• **Task goal**:
Recast the lines below as a JSON list of strings, one string per line, with blank lines left out. Leave the pictures out of the answer.

....

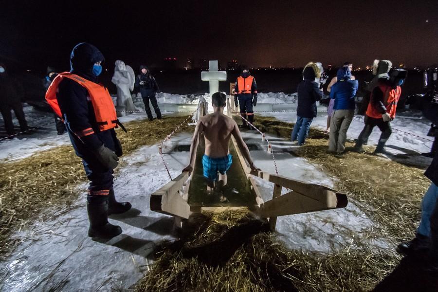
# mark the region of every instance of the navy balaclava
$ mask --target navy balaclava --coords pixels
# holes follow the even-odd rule
[[[70,72],[95,82],[102,72],[102,67],[95,67],[94,63],[105,61],[103,55],[97,48],[91,44],[80,43],[73,48],[70,54]]]

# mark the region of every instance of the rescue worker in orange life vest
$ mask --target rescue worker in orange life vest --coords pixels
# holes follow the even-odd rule
[[[356,142],[354,149],[364,152],[362,145],[377,126],[382,131],[374,154],[386,154],[385,144],[391,135],[392,130],[390,122],[395,117],[397,103],[402,94],[401,86],[404,82],[407,71],[396,69],[389,75],[383,75],[377,80],[377,86],[371,92],[369,103],[366,110],[365,127],[361,132]],[[383,75],[383,74],[382,74]]]
[[[103,55],[92,45],[77,45],[70,55],[71,70],[55,78],[46,99],[63,119],[90,181],[87,204],[88,236],[109,238],[121,234],[122,229],[109,223],[108,215],[126,212],[131,204],[117,202],[112,187],[113,169],[122,154],[114,128],[118,124],[123,127],[117,119],[108,90],[97,83],[104,61]]]
[[[251,76],[247,67],[242,66],[242,73],[236,82],[235,90],[235,105],[237,107],[238,100],[240,116],[247,119],[252,124],[254,121],[253,106],[255,107],[257,104],[257,84],[256,83],[256,78]],[[249,129],[252,128],[249,125],[247,127]],[[246,121],[242,118],[240,128],[246,127]]]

....

• **Response for this exercise**:
[
  "# mark the region of every instance of the navy balaclava",
  "$ mask --target navy balaclava --coords pixels",
  "# holes follow the even-odd rule",
  "[[[70,72],[95,82],[102,72],[102,67],[95,67],[94,63],[105,61],[103,55],[97,48],[91,44],[80,43],[73,48],[70,54]]]",
  "# mark the region of every instance of the rescue worker in orange life vest",
  "$ mask --target rescue worker in orange life vest --coords pixels",
  "# holes follow the even-odd rule",
  "[[[356,142],[354,149],[364,152],[362,145],[377,126],[382,131],[374,154],[386,154],[385,144],[391,135],[392,130],[390,122],[395,117],[397,103],[402,94],[401,86],[404,82],[407,71],[396,69],[389,75],[383,75],[377,80],[377,86],[371,92],[369,103],[366,110],[365,127],[361,132]],[[383,75],[383,74],[382,74]]]",
  "[[[103,55],[92,45],[77,45],[70,55],[71,70],[55,78],[46,99],[63,119],[90,181],[87,204],[88,236],[109,238],[121,234],[122,229],[109,223],[108,215],[126,212],[131,204],[117,202],[112,187],[113,169],[122,154],[114,128],[118,124],[123,127],[117,119],[108,90],[97,83],[104,61]]]",
  "[[[251,76],[247,67],[242,66],[242,73],[236,82],[235,90],[235,105],[237,107],[238,100],[240,116],[247,119],[252,124],[254,121],[253,106],[255,107],[257,104],[257,84],[256,83],[256,78]],[[249,129],[252,128],[249,125],[247,127]],[[246,121],[242,118],[240,128],[246,127]]]"
]